Task brief: Return all of the following lines word for word, with nothing changed.

::::

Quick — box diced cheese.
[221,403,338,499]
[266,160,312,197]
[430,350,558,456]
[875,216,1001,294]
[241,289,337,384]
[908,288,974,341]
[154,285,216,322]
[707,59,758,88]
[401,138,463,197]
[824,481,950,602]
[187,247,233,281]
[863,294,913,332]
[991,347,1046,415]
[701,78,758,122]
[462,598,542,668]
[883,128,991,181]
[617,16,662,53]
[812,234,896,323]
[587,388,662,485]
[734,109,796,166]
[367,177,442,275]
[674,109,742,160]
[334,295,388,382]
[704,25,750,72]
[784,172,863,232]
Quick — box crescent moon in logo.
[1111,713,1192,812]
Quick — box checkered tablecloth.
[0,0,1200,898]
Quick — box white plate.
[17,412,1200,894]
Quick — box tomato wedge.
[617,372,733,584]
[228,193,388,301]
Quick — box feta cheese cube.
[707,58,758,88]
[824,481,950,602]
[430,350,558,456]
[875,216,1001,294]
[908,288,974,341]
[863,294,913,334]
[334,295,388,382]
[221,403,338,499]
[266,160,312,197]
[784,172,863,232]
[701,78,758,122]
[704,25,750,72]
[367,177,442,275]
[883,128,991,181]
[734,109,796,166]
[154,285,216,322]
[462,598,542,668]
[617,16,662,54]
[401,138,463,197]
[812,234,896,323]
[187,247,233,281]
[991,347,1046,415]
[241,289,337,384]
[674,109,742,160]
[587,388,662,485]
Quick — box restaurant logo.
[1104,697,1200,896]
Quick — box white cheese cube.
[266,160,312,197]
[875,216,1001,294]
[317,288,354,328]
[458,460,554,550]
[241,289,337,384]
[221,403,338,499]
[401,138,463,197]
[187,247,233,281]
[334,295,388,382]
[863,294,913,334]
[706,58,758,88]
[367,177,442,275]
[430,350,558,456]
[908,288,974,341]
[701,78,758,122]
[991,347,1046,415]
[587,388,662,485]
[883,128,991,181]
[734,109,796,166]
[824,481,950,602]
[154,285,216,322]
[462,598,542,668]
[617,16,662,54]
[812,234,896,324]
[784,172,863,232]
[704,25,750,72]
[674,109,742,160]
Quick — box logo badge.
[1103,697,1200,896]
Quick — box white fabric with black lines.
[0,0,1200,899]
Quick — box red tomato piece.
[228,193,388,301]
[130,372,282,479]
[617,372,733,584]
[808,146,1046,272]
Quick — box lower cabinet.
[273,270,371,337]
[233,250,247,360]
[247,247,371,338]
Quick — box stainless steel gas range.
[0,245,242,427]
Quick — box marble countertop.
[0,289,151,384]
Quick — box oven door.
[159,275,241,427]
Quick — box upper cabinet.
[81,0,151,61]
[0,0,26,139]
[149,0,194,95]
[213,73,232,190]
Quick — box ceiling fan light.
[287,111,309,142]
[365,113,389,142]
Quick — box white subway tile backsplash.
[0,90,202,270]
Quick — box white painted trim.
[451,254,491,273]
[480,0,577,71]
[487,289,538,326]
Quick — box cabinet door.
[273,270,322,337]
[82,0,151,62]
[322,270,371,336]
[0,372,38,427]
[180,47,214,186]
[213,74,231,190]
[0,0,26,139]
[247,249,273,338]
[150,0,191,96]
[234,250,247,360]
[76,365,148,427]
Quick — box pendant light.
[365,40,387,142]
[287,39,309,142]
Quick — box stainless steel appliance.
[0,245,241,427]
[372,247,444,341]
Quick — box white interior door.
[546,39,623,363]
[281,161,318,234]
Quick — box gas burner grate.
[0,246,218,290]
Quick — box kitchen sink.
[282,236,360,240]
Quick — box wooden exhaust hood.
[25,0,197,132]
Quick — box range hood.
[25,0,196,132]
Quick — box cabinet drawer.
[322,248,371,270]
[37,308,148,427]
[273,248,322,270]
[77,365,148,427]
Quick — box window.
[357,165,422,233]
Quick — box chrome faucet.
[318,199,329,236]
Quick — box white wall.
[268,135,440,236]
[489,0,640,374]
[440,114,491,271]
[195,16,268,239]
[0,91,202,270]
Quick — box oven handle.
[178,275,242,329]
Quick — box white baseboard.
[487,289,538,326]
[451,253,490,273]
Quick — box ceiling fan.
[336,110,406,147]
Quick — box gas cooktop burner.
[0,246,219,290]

::::

Written answer:
Quick — box diced cheese.
[221,403,338,499]
[266,160,312,197]
[430,350,558,456]
[875,216,1001,294]
[241,289,337,384]
[908,288,974,341]
[154,285,216,322]
[707,59,758,88]
[401,138,463,197]
[824,481,950,602]
[187,247,233,281]
[863,294,913,332]
[991,347,1046,415]
[701,78,758,122]
[462,598,542,668]
[883,128,991,181]
[617,16,662,53]
[812,234,896,323]
[587,388,662,485]
[734,109,796,166]
[367,177,442,275]
[674,109,742,160]
[334,295,388,382]
[704,25,750,72]
[784,172,863,232]
Quick — box crescent moon in logo.
[1111,713,1192,812]
Quick — box checkered tablecloth.
[0,0,1200,898]
Quick — box white plate.
[17,412,1200,894]
Quick — box tomato wedge.
[617,372,733,584]
[228,193,388,301]
Quick — box feta cheese cube.
[707,58,758,88]
[824,481,950,602]
[430,350,558,456]
[875,216,1001,294]
[908,288,974,341]
[863,294,913,334]
[334,295,388,382]
[221,403,338,499]
[266,160,312,197]
[784,172,863,232]
[701,78,758,122]
[704,25,750,72]
[367,177,442,275]
[883,128,991,181]
[734,109,796,166]
[154,285,216,322]
[462,598,542,668]
[617,16,662,54]
[401,138,463,197]
[812,234,896,323]
[187,247,233,281]
[991,347,1046,415]
[241,289,337,384]
[674,109,742,160]
[587,388,662,485]
Quick — box restaurant logo.
[1104,697,1200,896]
Quick — box white cheese cube.
[266,160,312,197]
[875,216,1001,294]
[317,288,354,328]
[458,460,554,550]
[241,289,337,384]
[221,403,338,499]
[401,138,463,197]
[187,247,233,281]
[334,295,388,382]
[863,294,913,334]
[706,58,758,88]
[367,177,442,275]
[430,350,558,456]
[908,288,974,341]
[701,78,758,122]
[991,347,1046,415]
[587,388,662,485]
[883,128,991,181]
[734,109,796,166]
[824,481,950,602]
[154,285,216,322]
[462,598,542,668]
[617,16,662,54]
[812,234,896,324]
[784,172,863,232]
[704,25,750,72]
[674,109,742,160]
Quick — box logo badge.
[1103,697,1200,896]
Quick — box white fabric with black lines.
[0,0,1200,899]
Quick — box red tomato piece.
[228,193,388,301]
[130,372,282,479]
[617,372,733,584]
[808,146,1046,272]
Quick — box lower cabinet.
[273,270,371,337]
[233,250,247,360]
[247,247,371,338]
Quick — box stainless steel gas range.
[0,245,242,427]
Quick — box marble countertop.
[0,289,151,384]
Quick — box oven door.
[159,275,241,427]
Quick — box upper cabinet.
[81,0,151,61]
[0,0,26,139]
[149,0,194,95]
[213,73,232,190]
Quick — box ceiling fan light.
[287,111,309,142]
[365,113,389,142]
Quick — box white subway tile backsplash.
[0,90,202,270]
Quick — box white painted trim.
[451,254,491,273]
[480,0,577,71]
[487,289,538,326]
Quick — box cabinet door.
[273,270,322,337]
[82,0,151,62]
[322,270,371,336]
[0,372,38,427]
[180,47,214,186]
[213,74,231,190]
[0,0,26,139]
[247,249,273,338]
[150,0,191,96]
[234,250,247,360]
[76,365,148,427]
Quick — box pendant light.
[365,40,387,142]
[287,39,309,142]
Quick — box stainless steel appliance.
[0,245,241,427]
[372,247,444,341]
Quick — box white interior door.
[546,39,623,363]
[281,161,318,234]
Quick — box gas burner grate.
[0,246,218,290]
Quick — box kitchen sink.
[282,236,360,240]
Quick — box wooden exhaust hood.
[25,0,197,132]
Quick — box range hood.
[25,0,196,132]
Quick — box cabinet drawer.
[322,248,371,270]
[37,308,148,427]
[273,248,322,270]
[77,365,148,427]
Quick — box window.
[357,165,422,233]
Quick — box chrome faucet.
[318,199,329,236]
Quick — box white wall.
[268,135,440,236]
[489,0,640,374]
[440,114,491,271]
[195,16,268,239]
[0,91,202,270]
Quick — box oven handle.
[178,275,242,329]
Quick — box white baseboard.
[487,289,538,326]
[451,253,490,273]
Quick — box ceiling fan.
[336,110,406,147]
Quick — box gas cooktop burner.
[0,246,219,290]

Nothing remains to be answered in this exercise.